Die Schnecke steht still

UN-Konferenz Die bisherige Klimadiplomatie ist gescheitert, denn die in Durban diskutierten Antworten sind ungenügend. Jetzt müssen sich die Willigen verbünden

Es ist Zeit, sich einzugestehen, dass die UN-Klimadiplomatie gescheitert ist. Die Schnecke ist zum Stillstand gekommen. Bei der Konferenz in Durban werden am Ende vermutlich wieder einige Beschlüsse stehen, die die Teilnehmer beklatschen werden – so wie in Cancun vor einem Jahr. Möglicherweise gibt es sogar eine erneute Absichts­erklärung, doch noch einen Anlauf für ein Klimaabkommen zu unternehmen – so wie schon 2007 auf Bali. Doch Tempo und Fortschritt in diesem Prozess werden nicht ansatzweise der Aufgabe gerecht, die globale Erwärmung in absehbarer Zeit zu bremsen oder ihre katastrophalen Folgen abzuwenden.

Die Schurken sind schnell benannt. Die weltweit größten Verursacher von Klimagasen, China und die USA, blockieren ein umfassendes Abkommen, und Europa ist zu schwach, den Stillstand zu brechen. In den USA wird nach wie vor eine ernst gemeinte Debatte darüber geführt, ob es den Klimawandel gibt, ob menschliches Handeln etwas damit zu tun hat und wenn ja, ob es dann nicht gottgewollt ist, dass es auf der Erde einfach etwas kuscheliger wird. In diesem Umfeld ist Präsident Obama an der Aufgabe gescheitert, die historisch und aktuell gigantischen Emissionen seines Landes ernsthaft anzugehen.

[Gespeicherte Datensätze]
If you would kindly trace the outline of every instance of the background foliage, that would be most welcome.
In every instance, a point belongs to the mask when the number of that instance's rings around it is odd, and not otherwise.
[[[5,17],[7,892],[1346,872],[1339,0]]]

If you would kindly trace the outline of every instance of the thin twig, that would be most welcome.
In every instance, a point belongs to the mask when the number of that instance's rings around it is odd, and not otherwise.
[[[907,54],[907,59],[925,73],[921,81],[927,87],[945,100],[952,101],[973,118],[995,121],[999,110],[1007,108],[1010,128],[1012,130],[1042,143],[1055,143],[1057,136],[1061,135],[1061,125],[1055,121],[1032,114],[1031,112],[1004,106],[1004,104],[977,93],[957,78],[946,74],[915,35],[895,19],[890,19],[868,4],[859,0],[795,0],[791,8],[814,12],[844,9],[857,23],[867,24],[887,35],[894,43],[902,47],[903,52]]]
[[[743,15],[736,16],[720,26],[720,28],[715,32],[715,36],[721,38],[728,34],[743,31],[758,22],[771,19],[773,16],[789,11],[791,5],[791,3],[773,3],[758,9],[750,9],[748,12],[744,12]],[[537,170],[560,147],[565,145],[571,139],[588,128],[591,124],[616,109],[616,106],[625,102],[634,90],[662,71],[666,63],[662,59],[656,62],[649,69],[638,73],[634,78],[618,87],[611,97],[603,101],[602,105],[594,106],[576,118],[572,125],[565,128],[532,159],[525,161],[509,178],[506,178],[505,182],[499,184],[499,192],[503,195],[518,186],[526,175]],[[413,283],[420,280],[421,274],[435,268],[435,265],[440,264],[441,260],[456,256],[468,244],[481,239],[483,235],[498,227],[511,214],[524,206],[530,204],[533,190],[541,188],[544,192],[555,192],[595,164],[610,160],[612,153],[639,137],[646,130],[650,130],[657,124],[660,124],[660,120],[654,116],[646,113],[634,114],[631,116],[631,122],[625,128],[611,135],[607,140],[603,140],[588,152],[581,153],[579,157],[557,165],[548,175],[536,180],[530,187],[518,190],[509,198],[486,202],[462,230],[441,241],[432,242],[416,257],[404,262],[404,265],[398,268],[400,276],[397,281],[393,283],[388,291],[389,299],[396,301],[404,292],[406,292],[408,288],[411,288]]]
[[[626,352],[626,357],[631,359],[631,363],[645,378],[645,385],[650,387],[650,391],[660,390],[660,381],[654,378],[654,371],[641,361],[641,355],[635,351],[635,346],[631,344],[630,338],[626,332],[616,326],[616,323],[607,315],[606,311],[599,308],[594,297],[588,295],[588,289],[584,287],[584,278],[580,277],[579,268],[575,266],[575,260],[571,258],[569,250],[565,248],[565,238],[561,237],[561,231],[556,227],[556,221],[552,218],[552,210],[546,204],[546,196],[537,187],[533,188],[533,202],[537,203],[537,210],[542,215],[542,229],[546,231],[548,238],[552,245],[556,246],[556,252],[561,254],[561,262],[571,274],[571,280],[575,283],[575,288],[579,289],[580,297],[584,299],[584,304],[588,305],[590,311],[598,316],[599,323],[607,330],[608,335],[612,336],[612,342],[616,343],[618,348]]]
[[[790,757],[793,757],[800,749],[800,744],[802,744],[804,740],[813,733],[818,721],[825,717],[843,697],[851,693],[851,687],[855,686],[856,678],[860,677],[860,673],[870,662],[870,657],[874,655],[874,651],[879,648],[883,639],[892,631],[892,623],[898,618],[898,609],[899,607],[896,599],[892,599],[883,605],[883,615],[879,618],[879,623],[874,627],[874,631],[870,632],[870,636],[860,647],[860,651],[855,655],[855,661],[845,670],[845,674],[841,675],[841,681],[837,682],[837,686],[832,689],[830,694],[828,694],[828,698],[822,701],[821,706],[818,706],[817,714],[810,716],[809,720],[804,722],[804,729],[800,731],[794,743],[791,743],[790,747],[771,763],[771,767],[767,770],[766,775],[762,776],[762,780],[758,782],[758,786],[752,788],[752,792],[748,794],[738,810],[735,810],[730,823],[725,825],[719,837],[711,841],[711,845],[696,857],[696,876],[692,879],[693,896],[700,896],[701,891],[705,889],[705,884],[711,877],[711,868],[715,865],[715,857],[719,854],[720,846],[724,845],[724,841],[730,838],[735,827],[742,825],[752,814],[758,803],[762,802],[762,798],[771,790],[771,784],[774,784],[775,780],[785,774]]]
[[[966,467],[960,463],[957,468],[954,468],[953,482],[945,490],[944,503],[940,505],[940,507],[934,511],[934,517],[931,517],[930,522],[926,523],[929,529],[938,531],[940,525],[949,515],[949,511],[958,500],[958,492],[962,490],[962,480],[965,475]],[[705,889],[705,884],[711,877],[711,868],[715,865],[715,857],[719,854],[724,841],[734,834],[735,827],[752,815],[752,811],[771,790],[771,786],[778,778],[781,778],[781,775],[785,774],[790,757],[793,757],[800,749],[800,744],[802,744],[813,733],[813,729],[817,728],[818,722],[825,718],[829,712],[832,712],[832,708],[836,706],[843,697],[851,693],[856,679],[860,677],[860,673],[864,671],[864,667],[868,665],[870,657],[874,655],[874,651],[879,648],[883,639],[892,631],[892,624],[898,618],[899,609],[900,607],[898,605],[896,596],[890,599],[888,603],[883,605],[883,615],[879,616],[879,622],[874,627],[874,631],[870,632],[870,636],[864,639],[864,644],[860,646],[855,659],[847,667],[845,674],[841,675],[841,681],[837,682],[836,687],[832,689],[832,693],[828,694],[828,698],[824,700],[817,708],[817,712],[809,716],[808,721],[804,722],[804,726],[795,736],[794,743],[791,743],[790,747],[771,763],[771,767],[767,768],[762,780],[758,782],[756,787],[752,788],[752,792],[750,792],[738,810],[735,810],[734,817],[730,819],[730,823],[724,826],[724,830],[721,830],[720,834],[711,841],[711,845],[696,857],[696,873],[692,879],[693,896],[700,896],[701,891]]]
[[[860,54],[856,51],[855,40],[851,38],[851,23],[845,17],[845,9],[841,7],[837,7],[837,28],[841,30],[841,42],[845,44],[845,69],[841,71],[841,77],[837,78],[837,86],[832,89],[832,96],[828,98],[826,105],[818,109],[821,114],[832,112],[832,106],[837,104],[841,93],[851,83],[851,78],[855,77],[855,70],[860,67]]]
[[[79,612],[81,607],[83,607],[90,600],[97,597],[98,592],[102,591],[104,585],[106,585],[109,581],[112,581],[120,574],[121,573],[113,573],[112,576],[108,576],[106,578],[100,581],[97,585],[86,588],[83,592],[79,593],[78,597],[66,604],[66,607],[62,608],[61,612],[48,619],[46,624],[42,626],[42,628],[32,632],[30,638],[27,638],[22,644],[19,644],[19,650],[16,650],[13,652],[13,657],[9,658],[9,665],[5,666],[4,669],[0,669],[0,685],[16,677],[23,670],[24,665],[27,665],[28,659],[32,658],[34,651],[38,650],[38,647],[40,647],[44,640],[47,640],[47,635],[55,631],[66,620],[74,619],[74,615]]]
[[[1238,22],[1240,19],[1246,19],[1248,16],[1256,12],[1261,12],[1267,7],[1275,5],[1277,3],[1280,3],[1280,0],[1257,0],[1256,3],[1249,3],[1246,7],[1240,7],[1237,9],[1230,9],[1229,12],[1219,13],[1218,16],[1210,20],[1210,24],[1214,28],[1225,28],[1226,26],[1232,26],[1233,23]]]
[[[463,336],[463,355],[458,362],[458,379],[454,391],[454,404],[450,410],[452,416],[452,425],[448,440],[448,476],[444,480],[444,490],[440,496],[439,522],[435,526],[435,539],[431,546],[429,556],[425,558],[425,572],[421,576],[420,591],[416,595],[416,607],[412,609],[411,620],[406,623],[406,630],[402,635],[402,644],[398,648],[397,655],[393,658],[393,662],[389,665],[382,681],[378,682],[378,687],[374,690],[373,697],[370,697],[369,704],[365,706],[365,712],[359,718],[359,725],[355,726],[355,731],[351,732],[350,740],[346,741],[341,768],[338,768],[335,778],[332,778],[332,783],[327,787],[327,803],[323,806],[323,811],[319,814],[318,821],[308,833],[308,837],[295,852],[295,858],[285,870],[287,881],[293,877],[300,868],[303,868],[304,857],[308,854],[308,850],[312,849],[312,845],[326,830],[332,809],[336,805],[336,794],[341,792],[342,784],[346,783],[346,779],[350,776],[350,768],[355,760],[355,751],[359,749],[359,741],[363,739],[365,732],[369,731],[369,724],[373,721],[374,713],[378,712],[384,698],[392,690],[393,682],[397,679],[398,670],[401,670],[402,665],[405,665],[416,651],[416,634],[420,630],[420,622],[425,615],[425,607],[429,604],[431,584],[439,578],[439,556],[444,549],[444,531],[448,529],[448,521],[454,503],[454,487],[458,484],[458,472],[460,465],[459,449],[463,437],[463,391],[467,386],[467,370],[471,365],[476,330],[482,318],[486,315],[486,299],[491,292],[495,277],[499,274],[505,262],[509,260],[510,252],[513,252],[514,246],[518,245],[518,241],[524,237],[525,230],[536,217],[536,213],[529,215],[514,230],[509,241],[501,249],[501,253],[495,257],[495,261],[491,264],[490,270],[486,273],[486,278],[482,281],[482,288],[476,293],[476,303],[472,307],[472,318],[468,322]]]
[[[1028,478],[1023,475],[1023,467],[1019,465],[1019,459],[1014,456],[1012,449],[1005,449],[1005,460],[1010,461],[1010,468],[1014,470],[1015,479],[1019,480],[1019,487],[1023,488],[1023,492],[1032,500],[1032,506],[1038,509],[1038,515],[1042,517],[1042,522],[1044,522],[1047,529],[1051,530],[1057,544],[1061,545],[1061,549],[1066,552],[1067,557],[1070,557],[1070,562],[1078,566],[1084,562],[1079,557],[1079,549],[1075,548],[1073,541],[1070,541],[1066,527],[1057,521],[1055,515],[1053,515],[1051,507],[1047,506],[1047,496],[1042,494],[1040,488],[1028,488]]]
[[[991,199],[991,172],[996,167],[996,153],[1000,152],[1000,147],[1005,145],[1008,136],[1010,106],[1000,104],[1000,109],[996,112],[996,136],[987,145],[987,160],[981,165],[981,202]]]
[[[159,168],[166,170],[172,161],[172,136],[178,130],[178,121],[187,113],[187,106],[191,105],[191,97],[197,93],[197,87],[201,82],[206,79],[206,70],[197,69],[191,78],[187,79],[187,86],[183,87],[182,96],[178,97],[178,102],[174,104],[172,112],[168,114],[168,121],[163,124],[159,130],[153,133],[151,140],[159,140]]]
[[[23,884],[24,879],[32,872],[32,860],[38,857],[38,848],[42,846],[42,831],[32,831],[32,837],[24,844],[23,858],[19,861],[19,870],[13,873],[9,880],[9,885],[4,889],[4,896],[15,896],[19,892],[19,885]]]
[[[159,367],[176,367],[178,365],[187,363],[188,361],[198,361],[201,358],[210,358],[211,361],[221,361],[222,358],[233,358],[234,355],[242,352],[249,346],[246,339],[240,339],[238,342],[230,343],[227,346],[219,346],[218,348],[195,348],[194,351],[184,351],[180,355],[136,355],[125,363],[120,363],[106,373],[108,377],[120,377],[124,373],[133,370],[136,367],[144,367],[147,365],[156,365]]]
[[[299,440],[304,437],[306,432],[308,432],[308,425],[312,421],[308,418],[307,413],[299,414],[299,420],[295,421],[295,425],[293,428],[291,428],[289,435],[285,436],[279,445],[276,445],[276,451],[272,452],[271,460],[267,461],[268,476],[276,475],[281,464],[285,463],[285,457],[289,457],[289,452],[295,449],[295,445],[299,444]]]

• [Schriftliche Aufgabe]
Schreib den Text über das Scheitern der UN-Klimadiplomatie im Anschluss an seinen letzten Satz weiter.

• [Antwort zur Übung]
China, das 2009 bei der Klimakonferenz von Kopenhagen mit den USA eine Nichteinigung auskungelte, ist seinerseits nicht gewillt, sich einem internationalen Vertragswerk mit Pflichten und Kontrollen zu unterwerfen. Das gibt Russland, Japan und Kanada den Vorwand zum Ausstieg aus ihren Verpflichtungen. Letztlich scheitert der Kampf gegen die globale Erwärmung, die in den ärmsten Regionen der Welt bereits wahlweise die Pegel oder die Hitze steigen lässt, an der Furcht der größten Wirtschaftsmächte vor Wohlstandsverlusten.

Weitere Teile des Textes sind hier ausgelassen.